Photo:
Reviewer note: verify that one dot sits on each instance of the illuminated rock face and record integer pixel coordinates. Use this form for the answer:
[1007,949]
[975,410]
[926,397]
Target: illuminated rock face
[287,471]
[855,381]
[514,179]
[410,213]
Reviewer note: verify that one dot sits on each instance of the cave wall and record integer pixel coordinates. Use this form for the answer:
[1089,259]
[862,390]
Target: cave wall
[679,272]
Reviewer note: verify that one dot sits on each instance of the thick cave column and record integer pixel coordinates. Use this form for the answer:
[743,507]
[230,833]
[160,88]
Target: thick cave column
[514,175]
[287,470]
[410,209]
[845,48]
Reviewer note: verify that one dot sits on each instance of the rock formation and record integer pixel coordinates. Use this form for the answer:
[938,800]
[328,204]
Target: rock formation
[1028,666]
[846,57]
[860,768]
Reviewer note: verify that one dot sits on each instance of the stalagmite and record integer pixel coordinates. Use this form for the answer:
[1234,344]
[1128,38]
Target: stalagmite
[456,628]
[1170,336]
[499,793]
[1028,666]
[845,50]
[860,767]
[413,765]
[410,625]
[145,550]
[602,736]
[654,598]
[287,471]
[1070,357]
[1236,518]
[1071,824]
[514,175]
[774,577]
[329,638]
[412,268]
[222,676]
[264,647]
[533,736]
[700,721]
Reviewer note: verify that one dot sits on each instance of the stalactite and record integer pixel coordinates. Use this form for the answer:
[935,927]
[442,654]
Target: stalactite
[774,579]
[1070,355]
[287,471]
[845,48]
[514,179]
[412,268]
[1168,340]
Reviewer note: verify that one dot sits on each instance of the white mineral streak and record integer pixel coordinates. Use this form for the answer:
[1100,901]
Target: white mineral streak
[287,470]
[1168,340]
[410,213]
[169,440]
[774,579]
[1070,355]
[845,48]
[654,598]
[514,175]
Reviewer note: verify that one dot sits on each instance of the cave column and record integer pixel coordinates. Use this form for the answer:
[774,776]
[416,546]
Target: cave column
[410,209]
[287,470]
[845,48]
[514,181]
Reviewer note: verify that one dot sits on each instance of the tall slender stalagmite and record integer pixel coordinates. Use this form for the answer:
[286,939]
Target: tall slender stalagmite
* * * *
Work instructions: Lay out all of the data above as a numbered list, one line per item, omitting any blank lines.

Task solution:
1. Photo:
2. Reviewer note: verify that one dot sits on each instance of the illuminated rock face and record integer pixel coordinates. Use this form for the answer:
3. [1007,949]
4. [975,410]
5. [926,397]
6. Target: illuminated rock face
7. [287,471]
8. [855,381]
9. [514,179]
10. [410,213]
11. Reviewer note: verify that one dot sits on each instance of the cave wall and record integer pixel coordinates. Use this form for the answer:
12. [1089,259]
13. [862,390]
14. Target: cave wall
15. [679,272]
16. Reviewer note: verify that one dot sits on each instance of the thick cave column and record integer pixel coordinates. Use this form for the answer:
17. [743,507]
18. [230,833]
19. [160,88]
20. Target: thick cave column
21. [514,175]
22. [287,470]
23. [410,209]
24. [845,48]
25. Reviewer note: verify that one dot sits on each instance of the rock formation and record integer pixel coordinates. Use this form for the answer:
26. [938,800]
27. [328,204]
28. Target: rock formation
29. [1028,666]
30. [846,57]
31. [860,768]
32. Reviewer note: verify that one dot sits on each instance of the stalagmite and record integer pixel coordinates. Use this form for the answer:
33. [1234,344]
34. [1128,38]
35. Target: stalagmite
36. [456,628]
37. [1170,336]
38. [499,793]
39. [1028,666]
40. [845,50]
41. [860,767]
42. [413,765]
43. [410,625]
44. [145,550]
45. [602,736]
46. [654,598]
47. [287,471]
48. [1070,357]
49. [1236,518]
50. [1071,824]
51. [514,175]
52. [774,577]
53. [329,638]
54. [412,268]
55. [222,676]
56. [264,647]
57. [533,736]
58. [700,721]
59. Reviewer note: verify that one dot sits on each instance of the stalactite and record integer pixel coordinates. Use this form for the answer:
60. [935,927]
61. [442,654]
62. Target: stalactite
63. [774,579]
64. [1070,355]
65. [287,471]
66. [845,48]
67. [514,179]
68. [412,268]
69. [1168,340]
70. Reviewer note: verify that one dot sits on each instance of the white mineral streak and record integer pixel coordinates. Use this form for the answer:
71. [1100,901]
72. Target: white mineral streak
73. [287,470]
74. [1168,340]
75. [410,213]
76. [169,440]
77. [774,579]
78. [1070,355]
79. [845,48]
80. [654,598]
81. [514,175]
82. Reviewer note: verify that one dot sits on each instance of the cave column and record integer pixel coordinates. Use this form for the answer:
83. [774,776]
84. [416,546]
85. Target: cave column
86. [410,209]
87. [287,470]
88. [845,48]
89. [514,181]
90. Reviewer note: verify that one dot sits on each instance of the tall slender stalagmite and record integer pixel coordinates. Use this form for the answer:
91. [286,939]
92. Target: tall slender stalagmite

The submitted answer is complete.